**WHAT TO DO**
Rename "green grass" to "lawn turf" in the stretch of the material from the line containing "task: provide the mask of every instance of the green" through the line containing "56 192 L 53". Return only those lines, with nothing else altered.

Raw records
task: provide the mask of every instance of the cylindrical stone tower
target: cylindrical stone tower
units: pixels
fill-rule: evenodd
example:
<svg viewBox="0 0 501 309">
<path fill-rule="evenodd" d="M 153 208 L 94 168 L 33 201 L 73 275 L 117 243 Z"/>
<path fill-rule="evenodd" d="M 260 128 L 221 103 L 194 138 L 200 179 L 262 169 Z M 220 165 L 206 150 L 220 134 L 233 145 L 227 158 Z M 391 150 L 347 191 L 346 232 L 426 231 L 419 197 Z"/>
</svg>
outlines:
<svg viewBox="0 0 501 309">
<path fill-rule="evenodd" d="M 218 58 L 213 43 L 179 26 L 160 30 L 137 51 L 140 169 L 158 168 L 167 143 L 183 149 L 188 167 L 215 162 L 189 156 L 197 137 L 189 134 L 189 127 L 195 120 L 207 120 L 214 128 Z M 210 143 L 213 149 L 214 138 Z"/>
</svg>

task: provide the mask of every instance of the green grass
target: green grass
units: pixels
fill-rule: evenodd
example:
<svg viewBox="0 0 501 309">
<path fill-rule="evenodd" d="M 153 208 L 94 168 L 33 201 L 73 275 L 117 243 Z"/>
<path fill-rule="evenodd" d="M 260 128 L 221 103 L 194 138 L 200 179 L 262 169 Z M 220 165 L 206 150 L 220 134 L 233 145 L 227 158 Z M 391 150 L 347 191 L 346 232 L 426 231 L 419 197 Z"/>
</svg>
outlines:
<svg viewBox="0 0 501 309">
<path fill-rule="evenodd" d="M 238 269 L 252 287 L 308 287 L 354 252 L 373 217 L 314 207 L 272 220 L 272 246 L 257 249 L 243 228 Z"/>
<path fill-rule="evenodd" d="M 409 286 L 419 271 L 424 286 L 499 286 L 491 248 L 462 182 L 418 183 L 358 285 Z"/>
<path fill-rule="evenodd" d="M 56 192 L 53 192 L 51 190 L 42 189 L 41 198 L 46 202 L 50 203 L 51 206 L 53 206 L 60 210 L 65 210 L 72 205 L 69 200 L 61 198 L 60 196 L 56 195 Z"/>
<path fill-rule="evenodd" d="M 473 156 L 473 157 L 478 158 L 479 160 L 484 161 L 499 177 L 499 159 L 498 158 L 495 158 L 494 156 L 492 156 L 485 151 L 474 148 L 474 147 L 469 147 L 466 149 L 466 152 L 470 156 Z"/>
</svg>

**ANSWER TO THIS EXERCISE**
task: provide the mask of every instance of the lawn turf
target: lawn turf
units: pixels
fill-rule: evenodd
example:
<svg viewBox="0 0 501 309">
<path fill-rule="evenodd" d="M 153 208 L 94 168 L 33 201 L 73 275 L 117 243 Z"/>
<path fill-rule="evenodd" d="M 260 128 L 221 103 L 194 138 L 200 179 L 262 169 Z M 220 165 L 206 150 L 220 134 L 233 145 L 227 158 Z M 391 150 L 347 191 L 346 232 L 426 231 L 419 197 Z"/>
</svg>
outlines:
<svg viewBox="0 0 501 309">
<path fill-rule="evenodd" d="M 238 269 L 252 287 L 308 287 L 354 252 L 373 217 L 314 207 L 272 220 L 272 246 L 257 249 L 243 228 Z"/>
<path fill-rule="evenodd" d="M 409 286 L 419 271 L 424 286 L 499 286 L 491 248 L 462 182 L 418 183 L 358 285 Z"/>
<path fill-rule="evenodd" d="M 56 192 L 53 192 L 51 190 L 42 189 L 41 198 L 46 202 L 50 203 L 51 206 L 53 206 L 60 210 L 65 210 L 72 205 L 69 200 L 61 198 L 60 196 L 56 195 Z"/>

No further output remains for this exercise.